Rewrite the lines below with every "Traffic camera module" replaced by "Field survey module", leaving everything else unchanged.

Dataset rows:
>>>>

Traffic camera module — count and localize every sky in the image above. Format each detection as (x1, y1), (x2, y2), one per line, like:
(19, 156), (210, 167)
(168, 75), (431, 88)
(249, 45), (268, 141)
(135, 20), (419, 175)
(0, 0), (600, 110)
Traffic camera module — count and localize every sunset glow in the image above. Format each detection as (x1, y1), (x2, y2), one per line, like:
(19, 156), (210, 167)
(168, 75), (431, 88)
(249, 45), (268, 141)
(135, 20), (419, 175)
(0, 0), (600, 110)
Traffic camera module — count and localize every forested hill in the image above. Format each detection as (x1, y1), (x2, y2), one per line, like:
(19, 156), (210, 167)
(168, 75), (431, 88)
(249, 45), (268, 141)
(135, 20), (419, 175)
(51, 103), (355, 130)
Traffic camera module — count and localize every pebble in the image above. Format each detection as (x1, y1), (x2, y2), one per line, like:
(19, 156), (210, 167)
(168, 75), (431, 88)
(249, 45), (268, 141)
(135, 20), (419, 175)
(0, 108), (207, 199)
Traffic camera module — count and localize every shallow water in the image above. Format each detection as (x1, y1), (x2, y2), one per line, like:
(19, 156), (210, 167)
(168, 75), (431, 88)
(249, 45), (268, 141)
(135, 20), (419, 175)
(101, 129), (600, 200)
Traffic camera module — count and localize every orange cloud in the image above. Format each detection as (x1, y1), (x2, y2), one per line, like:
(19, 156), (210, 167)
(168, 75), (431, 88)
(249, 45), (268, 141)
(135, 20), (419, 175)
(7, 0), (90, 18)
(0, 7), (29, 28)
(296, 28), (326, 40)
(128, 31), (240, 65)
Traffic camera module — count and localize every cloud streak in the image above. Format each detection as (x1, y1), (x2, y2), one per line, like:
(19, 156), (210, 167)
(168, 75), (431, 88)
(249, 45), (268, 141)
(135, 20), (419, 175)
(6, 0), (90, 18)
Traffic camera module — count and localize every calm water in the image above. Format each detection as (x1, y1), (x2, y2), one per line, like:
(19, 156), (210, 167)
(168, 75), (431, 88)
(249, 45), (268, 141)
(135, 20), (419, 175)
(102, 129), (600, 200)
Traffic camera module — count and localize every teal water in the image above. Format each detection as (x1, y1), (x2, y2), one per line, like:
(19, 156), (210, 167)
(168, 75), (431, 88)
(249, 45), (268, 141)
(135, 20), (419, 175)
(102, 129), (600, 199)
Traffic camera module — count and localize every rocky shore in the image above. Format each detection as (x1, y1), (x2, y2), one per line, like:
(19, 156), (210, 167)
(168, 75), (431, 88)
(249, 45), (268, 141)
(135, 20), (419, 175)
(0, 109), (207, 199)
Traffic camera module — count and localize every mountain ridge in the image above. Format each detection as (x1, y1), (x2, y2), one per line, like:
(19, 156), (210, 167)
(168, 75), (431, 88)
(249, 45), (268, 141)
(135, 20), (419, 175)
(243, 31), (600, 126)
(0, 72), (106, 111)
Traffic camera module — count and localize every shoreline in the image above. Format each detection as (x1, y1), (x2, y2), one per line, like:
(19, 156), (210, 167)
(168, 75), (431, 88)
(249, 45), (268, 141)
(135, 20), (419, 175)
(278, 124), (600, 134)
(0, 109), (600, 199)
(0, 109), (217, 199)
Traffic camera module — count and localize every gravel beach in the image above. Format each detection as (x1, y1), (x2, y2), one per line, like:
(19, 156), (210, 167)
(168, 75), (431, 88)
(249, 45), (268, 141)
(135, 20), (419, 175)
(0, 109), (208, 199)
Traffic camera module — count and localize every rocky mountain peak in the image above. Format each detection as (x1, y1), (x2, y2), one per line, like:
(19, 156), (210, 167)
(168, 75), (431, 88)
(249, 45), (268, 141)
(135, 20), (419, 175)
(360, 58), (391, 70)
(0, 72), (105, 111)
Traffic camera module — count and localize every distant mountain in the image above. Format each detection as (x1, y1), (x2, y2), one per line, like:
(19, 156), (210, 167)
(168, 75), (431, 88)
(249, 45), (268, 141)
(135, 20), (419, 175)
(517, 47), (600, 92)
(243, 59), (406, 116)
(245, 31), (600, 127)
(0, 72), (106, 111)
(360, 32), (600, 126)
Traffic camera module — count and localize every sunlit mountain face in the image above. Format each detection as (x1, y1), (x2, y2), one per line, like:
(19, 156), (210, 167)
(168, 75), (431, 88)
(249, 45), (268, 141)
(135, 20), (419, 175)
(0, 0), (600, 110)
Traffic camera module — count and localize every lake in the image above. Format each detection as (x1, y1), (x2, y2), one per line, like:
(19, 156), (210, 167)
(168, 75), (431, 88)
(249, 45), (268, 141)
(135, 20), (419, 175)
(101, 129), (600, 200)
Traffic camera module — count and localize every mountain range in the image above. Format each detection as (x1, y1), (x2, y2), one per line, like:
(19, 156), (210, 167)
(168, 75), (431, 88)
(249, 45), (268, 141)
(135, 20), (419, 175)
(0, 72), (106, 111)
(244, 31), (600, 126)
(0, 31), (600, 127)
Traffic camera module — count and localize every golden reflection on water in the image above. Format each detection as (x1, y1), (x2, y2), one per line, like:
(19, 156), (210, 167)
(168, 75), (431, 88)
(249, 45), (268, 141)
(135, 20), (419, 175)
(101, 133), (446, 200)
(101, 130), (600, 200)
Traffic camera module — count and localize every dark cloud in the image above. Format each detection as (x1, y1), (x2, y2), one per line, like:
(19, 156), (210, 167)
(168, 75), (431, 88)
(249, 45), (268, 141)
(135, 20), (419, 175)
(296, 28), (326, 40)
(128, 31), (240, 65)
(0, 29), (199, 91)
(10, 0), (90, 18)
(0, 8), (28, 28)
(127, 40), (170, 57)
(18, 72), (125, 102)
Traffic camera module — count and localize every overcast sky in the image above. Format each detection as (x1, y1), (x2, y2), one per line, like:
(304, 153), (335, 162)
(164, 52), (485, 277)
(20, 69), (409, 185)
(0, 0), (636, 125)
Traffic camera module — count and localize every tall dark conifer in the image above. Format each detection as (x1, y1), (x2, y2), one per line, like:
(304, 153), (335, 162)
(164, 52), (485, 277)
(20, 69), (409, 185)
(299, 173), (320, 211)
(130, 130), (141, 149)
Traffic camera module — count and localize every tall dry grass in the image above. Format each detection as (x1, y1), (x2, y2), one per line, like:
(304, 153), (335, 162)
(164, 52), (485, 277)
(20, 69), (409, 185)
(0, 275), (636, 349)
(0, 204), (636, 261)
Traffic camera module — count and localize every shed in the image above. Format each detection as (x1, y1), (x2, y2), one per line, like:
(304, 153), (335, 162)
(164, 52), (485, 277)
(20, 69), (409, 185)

<<<<

▶ **Response to the exercise**
Field survey module — count and localize every sky in the image above. Format each detection as (x1, y1), (x2, y2), one per line, like:
(19, 156), (210, 167)
(168, 75), (431, 88)
(249, 45), (268, 141)
(135, 20), (419, 175)
(0, 0), (600, 110)
Field survey module — count and localize every sunset glow in the image above. Format each detection as (x1, y1), (x2, y2), one per line, like:
(19, 156), (210, 167)
(168, 75), (431, 88)
(249, 45), (268, 141)
(135, 20), (419, 175)
(0, 0), (600, 110)
Field survey module — count and localize every forested hill in the image above. Format each detection as (x1, y1), (x2, y2), one per line, like:
(19, 156), (210, 167)
(168, 75), (431, 88)
(249, 45), (268, 141)
(135, 20), (419, 175)
(51, 103), (355, 130)
Field survey module — count and localize every pebble in the image above. Format each detection as (x1, y1), (x2, y2), one per line, like:
(19, 156), (210, 167)
(168, 75), (431, 88)
(249, 45), (268, 141)
(135, 20), (419, 175)
(0, 108), (207, 199)
Field survey module — count and localize every shallow water in the image above. Format each detection as (x1, y1), (x2, y2), one per line, like:
(19, 156), (210, 167)
(168, 75), (431, 88)
(249, 45), (268, 141)
(135, 20), (419, 175)
(101, 129), (600, 200)
Field survey module — count and localize every orange cloud in the image above. Format each detection as (x1, y1), (x2, y2), one per line, like:
(19, 156), (210, 167)
(168, 75), (431, 88)
(249, 45), (268, 141)
(135, 20), (419, 175)
(7, 0), (90, 18)
(0, 7), (29, 28)
(296, 28), (326, 40)
(128, 31), (240, 65)
Field survey module — count and localize every cloud streak in the image above. Format each detection as (x1, y1), (x2, y2), one per line, like:
(19, 156), (210, 167)
(168, 75), (431, 88)
(249, 45), (268, 141)
(135, 20), (419, 175)
(6, 0), (90, 18)
Field survey module — count and localize every calm water in the image above. Format each detection as (x1, y1), (x2, y2), one per line, like:
(19, 156), (210, 167)
(168, 75), (431, 88)
(249, 45), (268, 141)
(135, 20), (419, 175)
(102, 129), (600, 200)
Field survey module — count and localize every teal water in the image above. Format each detection as (x1, y1), (x2, y2), one per line, like:
(19, 156), (210, 167)
(168, 75), (431, 88)
(249, 45), (268, 141)
(135, 20), (419, 175)
(102, 129), (600, 199)
Field survey module — count and localize every rocky shore in the image above. Format each detection as (x1, y1), (x2, y2), one per line, like:
(19, 156), (210, 167)
(168, 75), (431, 88)
(249, 45), (268, 141)
(135, 20), (419, 175)
(0, 109), (207, 199)
Field survey module — count and localize every mountain ridge in the image above. Format each detection as (x1, y1), (x2, y2), one per line, like:
(19, 156), (210, 167)
(168, 75), (431, 88)
(249, 45), (268, 141)
(135, 20), (419, 175)
(243, 31), (600, 126)
(0, 72), (106, 111)
Field survey module — count and localize every shoreline in the image above. Format each detection as (x1, y1), (x2, y2), one per line, like:
(19, 156), (210, 167)
(168, 75), (431, 88)
(249, 45), (268, 141)
(135, 20), (419, 175)
(278, 124), (600, 134)
(0, 109), (600, 199)
(0, 109), (217, 199)
Field survey module — count and localize every gravel beach in the image above. Format each detection as (x1, y1), (x2, y2), one per line, like:
(19, 156), (210, 167)
(168, 75), (431, 88)
(249, 45), (268, 141)
(135, 20), (419, 175)
(0, 109), (208, 199)
Field survey module — count and localize every rocky mountain peak in the image above. Format each detection as (x1, y1), (x2, y2), one per line, like:
(19, 156), (210, 167)
(168, 75), (431, 88)
(249, 45), (268, 141)
(135, 20), (419, 175)
(360, 58), (391, 70)
(0, 72), (105, 111)
Field survey module — count and localize every distant mountain in the image above. Format each detection as (x1, y1), (x2, y2), one per line, like:
(19, 156), (210, 167)
(168, 75), (431, 88)
(249, 45), (268, 141)
(135, 20), (419, 175)
(517, 47), (600, 92)
(243, 59), (406, 116)
(245, 31), (600, 127)
(0, 72), (106, 111)
(360, 32), (600, 126)
Field survey module — count and localize every sunlit mountain face in the image above. Format each detection as (x1, y1), (x2, y2), one per line, like:
(19, 156), (210, 167)
(168, 75), (431, 88)
(249, 45), (268, 141)
(135, 20), (419, 175)
(0, 0), (600, 110)
Field survey module — count and localize every lake in the image above. Format each detection as (x1, y1), (x2, y2), one per line, like:
(19, 156), (210, 167)
(168, 75), (431, 88)
(249, 45), (268, 141)
(135, 20), (419, 175)
(101, 129), (600, 200)
Field survey module — count and localize every mountain range in the image above. Format each detection as (x1, y1), (x2, y2), one per line, like:
(19, 156), (210, 167)
(168, 75), (431, 88)
(249, 45), (268, 141)
(135, 20), (419, 175)
(0, 72), (106, 111)
(244, 31), (600, 126)
(0, 31), (600, 127)
Field survey module — count and localize every golden reflection on water in the image above. Format each detection as (x1, y1), (x2, y2), one per line, like:
(19, 156), (210, 167)
(168, 75), (431, 88)
(249, 45), (268, 141)
(135, 20), (419, 175)
(101, 133), (446, 200)
(101, 130), (600, 200)
Field survey module — count and localize every dark cloud in the image above. Format each detection as (x1, y1), (x2, y2), one per line, like:
(19, 156), (210, 167)
(168, 75), (431, 88)
(249, 45), (268, 141)
(135, 20), (419, 175)
(296, 28), (326, 40)
(128, 31), (240, 65)
(0, 29), (199, 91)
(10, 0), (90, 18)
(0, 8), (28, 28)
(127, 40), (170, 57)
(18, 72), (125, 102)
Field survey module — count and localize every overcast sky in the image above. Format each detection as (x1, y1), (x2, y2), one per line, like:
(304, 153), (335, 162)
(164, 52), (485, 277)
(20, 69), (409, 185)
(0, 0), (636, 125)
Field survey module — count and localize every tall dark conifer in the image above. Format each detection as (x1, y1), (x2, y2), one per line, like:
(304, 153), (335, 162)
(164, 52), (485, 277)
(20, 69), (409, 185)
(299, 173), (320, 211)
(130, 130), (141, 149)
Field survey module — count and localize every tall dry grass in the image above. Format each detection as (x1, y1), (x2, y2), one per line, like:
(304, 153), (335, 162)
(164, 52), (485, 277)
(20, 69), (409, 185)
(0, 275), (636, 349)
(0, 204), (636, 261)
Field survey module — count and localize every shed in the image above. Format each detection as (x1, y1), (x2, y2), one per line, like:
(304, 153), (335, 162)
(164, 52), (485, 277)
(20, 69), (409, 185)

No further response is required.